The wines of Slovenian producer Kabaj: intertwining modernity with tradition

A couple of weeks ago, I was invited to Port4lio at the historic Fort Mason firehouse in San Francisco, an annual tasting event featuring wines imported by Blue Danube Wine Company, Return to Terroir, and Vinos Unico. This year, the event prominently featured French winemaker Jean-Michel Morel presenting his Slovenian wines for the first time in the US.

Jean-Michel Morel of Kabaj winery

With his wife Katja Kabaj, Jean-Michel Morel is the owner of Kabaj, a winery located in Goriška Brda, a wine-growing region in western Slovenia, near the Italian border. It was one of the first regions in Slovenia to establish an international reputation for the quality of its wines. Thanks to the Adriatic sea, the area enjoys a Mediterranean climate with constant dry winds called "Bura" that reduces the need for fungicides and pesticides. The soil is principally composed of ocean sediment and is rich in marlstone, slate claystone, and limestone.

The Kabaj family has farmed vineyards in Goriška Brda for generations and used to sell their grapes to the Yugoslav state. But in the early 1990s, Katja Kabaj and Jean-Michel Morel decided to release their own wines under the Kabaj family name. They own 55,000 vines farmed sustainably and fertilized with horse manure, 70% of which are white varieties, including indigenous Rebula (Ribolla Gialla), Sauvignonasse (Tokai Fruilano), and Malvasia Istriana. Red grape varieties are also grown, mostly Merlot, Cabernet Franc, and Petit Verdot. The winery has a modern cellar built a few years ago.

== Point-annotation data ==
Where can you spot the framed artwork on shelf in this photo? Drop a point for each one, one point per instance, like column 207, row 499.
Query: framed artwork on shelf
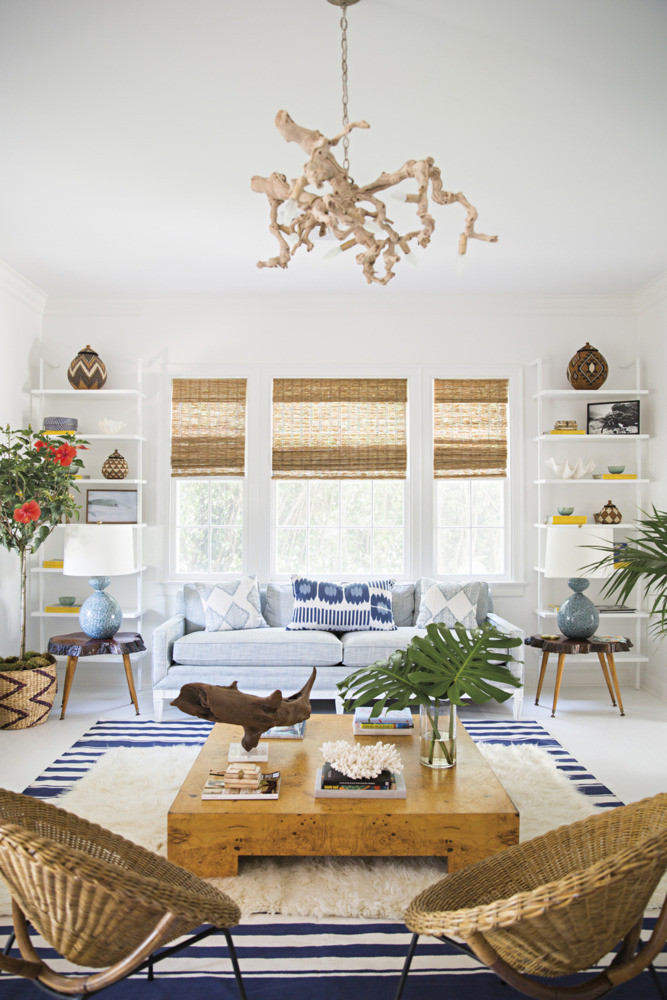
column 621, row 417
column 111, row 506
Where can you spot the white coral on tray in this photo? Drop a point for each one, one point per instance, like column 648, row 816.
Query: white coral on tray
column 357, row 761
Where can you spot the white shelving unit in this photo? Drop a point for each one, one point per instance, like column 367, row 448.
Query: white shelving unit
column 90, row 406
column 587, row 495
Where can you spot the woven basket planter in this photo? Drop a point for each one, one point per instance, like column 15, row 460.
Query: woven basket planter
column 26, row 696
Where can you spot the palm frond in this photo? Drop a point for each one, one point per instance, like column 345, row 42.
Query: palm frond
column 445, row 663
column 643, row 563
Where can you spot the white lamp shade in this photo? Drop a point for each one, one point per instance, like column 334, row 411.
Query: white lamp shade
column 566, row 555
column 98, row 550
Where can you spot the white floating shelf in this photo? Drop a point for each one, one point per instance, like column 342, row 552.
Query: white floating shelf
column 75, row 616
column 592, row 437
column 589, row 482
column 89, row 393
column 579, row 393
column 603, row 614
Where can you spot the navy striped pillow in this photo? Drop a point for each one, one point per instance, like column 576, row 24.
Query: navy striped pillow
column 342, row 607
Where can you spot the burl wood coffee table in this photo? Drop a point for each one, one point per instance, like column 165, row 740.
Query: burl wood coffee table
column 463, row 813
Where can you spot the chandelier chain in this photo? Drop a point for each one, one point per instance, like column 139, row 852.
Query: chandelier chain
column 346, row 119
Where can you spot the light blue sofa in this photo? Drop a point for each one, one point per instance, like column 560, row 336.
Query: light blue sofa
column 264, row 659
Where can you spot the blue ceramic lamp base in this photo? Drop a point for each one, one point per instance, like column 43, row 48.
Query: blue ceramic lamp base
column 578, row 618
column 101, row 614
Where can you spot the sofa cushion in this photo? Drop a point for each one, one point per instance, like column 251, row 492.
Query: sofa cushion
column 451, row 602
column 279, row 604
column 403, row 603
column 341, row 607
column 256, row 647
column 232, row 605
column 360, row 649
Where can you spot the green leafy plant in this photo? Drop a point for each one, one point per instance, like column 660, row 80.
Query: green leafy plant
column 642, row 562
column 445, row 664
column 36, row 481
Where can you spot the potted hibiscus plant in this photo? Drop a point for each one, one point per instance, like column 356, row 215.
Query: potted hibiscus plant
column 36, row 480
column 437, row 671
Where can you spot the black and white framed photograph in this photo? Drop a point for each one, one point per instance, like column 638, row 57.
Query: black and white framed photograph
column 621, row 417
column 111, row 506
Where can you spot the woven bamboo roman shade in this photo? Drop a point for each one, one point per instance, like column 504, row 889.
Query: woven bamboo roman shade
column 339, row 428
column 469, row 428
column 208, row 426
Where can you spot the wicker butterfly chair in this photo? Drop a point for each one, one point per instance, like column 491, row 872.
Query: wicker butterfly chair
column 557, row 904
column 98, row 899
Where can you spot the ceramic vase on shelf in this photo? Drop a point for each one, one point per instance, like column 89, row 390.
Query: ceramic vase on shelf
column 437, row 733
column 87, row 370
column 578, row 618
column 115, row 466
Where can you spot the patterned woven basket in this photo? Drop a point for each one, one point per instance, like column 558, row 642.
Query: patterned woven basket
column 26, row 696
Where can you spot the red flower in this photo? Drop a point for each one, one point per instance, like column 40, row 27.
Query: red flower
column 64, row 455
column 30, row 511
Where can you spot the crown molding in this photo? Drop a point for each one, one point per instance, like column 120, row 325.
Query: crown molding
column 372, row 305
column 652, row 294
column 21, row 289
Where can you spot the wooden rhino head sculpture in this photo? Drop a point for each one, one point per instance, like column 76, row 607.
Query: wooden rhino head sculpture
column 256, row 715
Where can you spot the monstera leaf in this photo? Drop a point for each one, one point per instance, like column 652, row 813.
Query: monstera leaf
column 455, row 664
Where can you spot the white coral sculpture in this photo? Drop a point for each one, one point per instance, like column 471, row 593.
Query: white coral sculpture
column 563, row 470
column 357, row 761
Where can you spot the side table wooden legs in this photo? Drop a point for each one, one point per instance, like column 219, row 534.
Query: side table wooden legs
column 614, row 676
column 69, row 677
column 130, row 681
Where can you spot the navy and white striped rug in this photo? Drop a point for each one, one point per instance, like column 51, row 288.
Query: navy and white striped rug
column 74, row 763
column 282, row 958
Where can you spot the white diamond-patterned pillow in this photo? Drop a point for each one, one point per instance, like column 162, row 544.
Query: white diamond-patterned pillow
column 449, row 603
column 233, row 605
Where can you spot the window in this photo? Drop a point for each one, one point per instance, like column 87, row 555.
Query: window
column 208, row 526
column 207, row 466
column 344, row 527
column 324, row 485
column 470, row 454
column 470, row 527
column 340, row 459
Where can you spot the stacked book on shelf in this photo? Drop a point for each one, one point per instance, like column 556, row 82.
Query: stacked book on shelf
column 389, row 722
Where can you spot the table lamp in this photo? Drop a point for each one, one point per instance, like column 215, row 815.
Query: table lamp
column 99, row 551
column 565, row 556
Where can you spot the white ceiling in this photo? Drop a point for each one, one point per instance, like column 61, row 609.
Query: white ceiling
column 130, row 130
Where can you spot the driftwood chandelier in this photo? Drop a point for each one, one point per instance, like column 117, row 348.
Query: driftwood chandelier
column 353, row 214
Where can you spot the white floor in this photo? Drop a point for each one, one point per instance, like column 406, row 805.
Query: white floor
column 627, row 754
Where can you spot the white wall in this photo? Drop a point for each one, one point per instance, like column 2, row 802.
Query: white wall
column 21, row 309
column 652, row 326
column 366, row 330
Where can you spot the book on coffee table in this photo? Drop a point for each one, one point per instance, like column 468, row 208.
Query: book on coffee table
column 214, row 788
column 393, row 722
column 397, row 790
column 294, row 732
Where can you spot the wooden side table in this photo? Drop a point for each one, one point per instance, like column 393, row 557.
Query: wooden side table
column 604, row 645
column 77, row 644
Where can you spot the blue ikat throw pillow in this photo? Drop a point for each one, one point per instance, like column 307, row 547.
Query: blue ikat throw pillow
column 342, row 607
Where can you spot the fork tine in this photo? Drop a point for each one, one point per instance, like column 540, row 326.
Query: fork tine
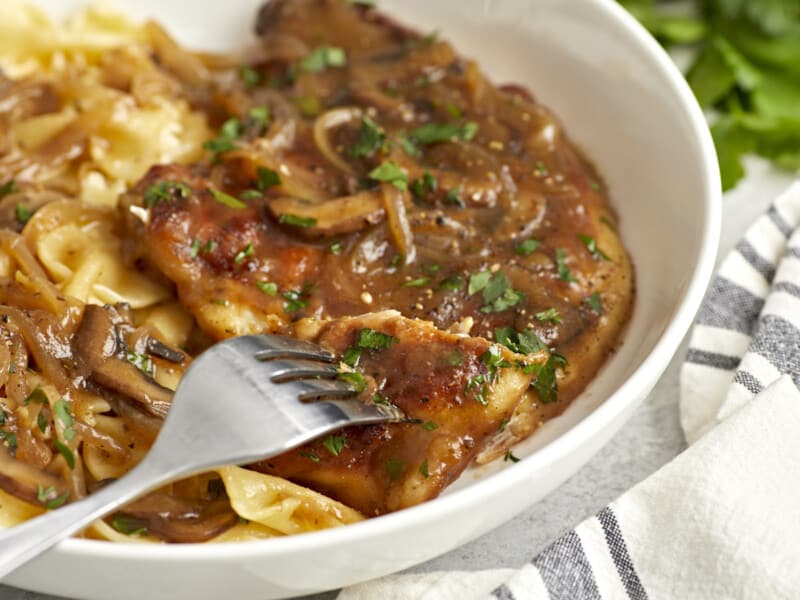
column 309, row 389
column 297, row 369
column 275, row 346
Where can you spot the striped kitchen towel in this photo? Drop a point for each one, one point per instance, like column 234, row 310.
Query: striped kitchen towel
column 722, row 520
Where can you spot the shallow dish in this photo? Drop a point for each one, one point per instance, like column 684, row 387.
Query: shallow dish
column 624, row 103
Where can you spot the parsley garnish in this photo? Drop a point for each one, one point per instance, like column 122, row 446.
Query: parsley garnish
column 141, row 362
column 595, row 303
column 390, row 173
column 164, row 191
column 226, row 199
column 323, row 57
column 268, row 287
column 49, row 497
column 418, row 282
column 129, row 525
column 22, row 213
column 9, row 187
column 551, row 315
column 527, row 247
column 591, row 246
column 496, row 290
column 356, row 380
column 69, row 457
column 564, row 274
column 243, row 254
column 267, row 178
column 371, row 137
column 334, row 444
column 522, row 342
column 297, row 221
column 433, row 133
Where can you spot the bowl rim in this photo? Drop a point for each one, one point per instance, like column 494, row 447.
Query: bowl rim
column 635, row 386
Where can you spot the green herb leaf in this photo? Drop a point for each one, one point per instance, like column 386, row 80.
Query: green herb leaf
column 227, row 199
column 564, row 274
column 389, row 172
column 9, row 187
column 356, row 381
column 297, row 221
column 129, row 525
column 527, row 247
column 434, row 133
column 64, row 450
column 334, row 444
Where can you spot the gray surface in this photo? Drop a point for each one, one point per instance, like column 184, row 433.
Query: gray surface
column 649, row 440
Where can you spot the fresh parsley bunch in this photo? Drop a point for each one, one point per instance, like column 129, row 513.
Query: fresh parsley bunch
column 747, row 68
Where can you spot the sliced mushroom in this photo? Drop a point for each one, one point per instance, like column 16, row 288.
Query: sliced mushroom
column 347, row 214
column 97, row 348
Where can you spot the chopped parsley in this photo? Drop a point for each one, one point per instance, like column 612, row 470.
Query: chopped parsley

== Set exercise ==
Copy the entire passage about the Kabaj winery word for word. The items have nothing to do with this.

== Completed task ==
The wines of Slovenian producer Kabaj: intertwining modernity with tradition

A couple of weeks ago, I was invited to Port4lio at the historic Fort Mason firehouse in San Francisco, an annual tasting event featuring wines imported by Blue Danube Wine Company, Return to Terroir, and Vinos Unico. This year, the event prominently featured French winemaker Jean-Michel Morel presenting his Slovenian wines for the first time in the US.

Jean-Michel Morel of Kabaj winery

With his wife Katja Kabaj, Jean-Michel Morel is the owner of Kabaj, a winery located in Goriška Brda, a wine-growing region in western Slovenia, near the Italian border. It was one of the first regions in Slovenia to establish an international reputation for the quality of its wines. Thanks to the Adriatic sea, the area enjoys a Mediterranean climate with constant dry winds called "Bura" that reduces the need for fungicides and pesticides. The soil is principally composed of ocean sediment and is rich in marlstone, slate claystone, and limestone.

The Kabaj family has farmed vineyards in Goriška Brda for generations and used to sell their grapes to the Yugoslav state. But in the early 1990s, Katja Kabaj and Jean-Michel Morel decided to release their own wines under the Kabaj family name. They own 55,000 vines farmed sustainably and fertilized with horse manure, 70% of which are white varieties, including indigenous Rebula (Ribolla Gialla), Sauvignonasse (Tokai Fruilano), and Malvasia Istriana. Red grape varieties are also grown, mostly Merlot, Cabernet Franc, and Petit Verdot. The winery has a modern cellar built a few years ago.